======== Data excerpts ========
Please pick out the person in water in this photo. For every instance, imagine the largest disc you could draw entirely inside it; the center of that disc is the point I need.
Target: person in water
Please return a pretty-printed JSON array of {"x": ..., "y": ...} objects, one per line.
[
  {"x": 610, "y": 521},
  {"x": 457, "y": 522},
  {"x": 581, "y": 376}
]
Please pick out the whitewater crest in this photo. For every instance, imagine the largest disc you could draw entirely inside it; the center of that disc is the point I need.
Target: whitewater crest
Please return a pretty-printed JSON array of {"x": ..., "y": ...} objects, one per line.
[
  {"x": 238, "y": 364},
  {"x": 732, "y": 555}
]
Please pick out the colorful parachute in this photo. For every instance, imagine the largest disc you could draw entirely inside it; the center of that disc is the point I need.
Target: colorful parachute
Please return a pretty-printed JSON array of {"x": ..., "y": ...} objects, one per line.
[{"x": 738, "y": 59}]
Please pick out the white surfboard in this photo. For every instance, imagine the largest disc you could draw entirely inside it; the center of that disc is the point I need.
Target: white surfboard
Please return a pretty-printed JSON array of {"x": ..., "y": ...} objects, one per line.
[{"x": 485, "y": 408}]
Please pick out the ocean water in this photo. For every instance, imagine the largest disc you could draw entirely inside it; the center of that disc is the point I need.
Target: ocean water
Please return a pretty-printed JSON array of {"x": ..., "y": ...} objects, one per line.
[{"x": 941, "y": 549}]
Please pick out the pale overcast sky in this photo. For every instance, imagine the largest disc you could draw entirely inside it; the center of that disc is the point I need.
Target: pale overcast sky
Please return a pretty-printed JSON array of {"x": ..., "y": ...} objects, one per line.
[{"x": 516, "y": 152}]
========
• [Exercise goal]: Output all of the data above again, line for line and word for word.

• [Correct output]:
Please pick out the person in water in this photo. For every instance, imagine the largest disc you could draw entirely inside it; the center of that disc is the point I need.
Target: person in water
Please return a pretty-printed JSON array of {"x": ..., "y": ...} objects, one per line.
[
  {"x": 610, "y": 521},
  {"x": 457, "y": 522},
  {"x": 581, "y": 376}
]
Please pick out the whitewater crest in this photo. For every instance, imagine the largest disc you could draw entirely inside it; the center of that disc is the point I need.
Target: whitewater crest
Please return a pretty-printed JSON array of {"x": ..., "y": ...} objects, one per line.
[
  {"x": 238, "y": 364},
  {"x": 732, "y": 555}
]
Please pick out the colorful parachute in this photo. For every instance, imagine the largest disc you could draw entirely inside it; the center of that disc is the point I need.
Target: colorful parachute
Please return a pretty-printed JSON array of {"x": ..., "y": ...} objects, one per line.
[{"x": 738, "y": 59}]
Please pick out the white surfboard in this photo. For every instance, imagine the largest disc you could draw entirely inside it; the center of that disc is the point I need.
Target: white surfboard
Please return a pretty-printed JSON array of {"x": ..., "y": ...} objects, one per line.
[{"x": 485, "y": 408}]
Please pick out the ocean water in this photo. For every instance, imagine the largest disc you could draw entirely inside it; the center of that disc is the point I need.
Target: ocean water
Please return a pretty-printed JSON array of {"x": ..., "y": ...} objects, one per line.
[{"x": 941, "y": 549}]
Please pick out the pale overcast sky in this photo. For every instance, imagine the largest disc you could draw entirely inside it; the center of that disc is the point I need.
Target: pale overcast sky
Please return a pretty-printed JSON array of {"x": ..., "y": ...} objects, one per line.
[{"x": 516, "y": 152}]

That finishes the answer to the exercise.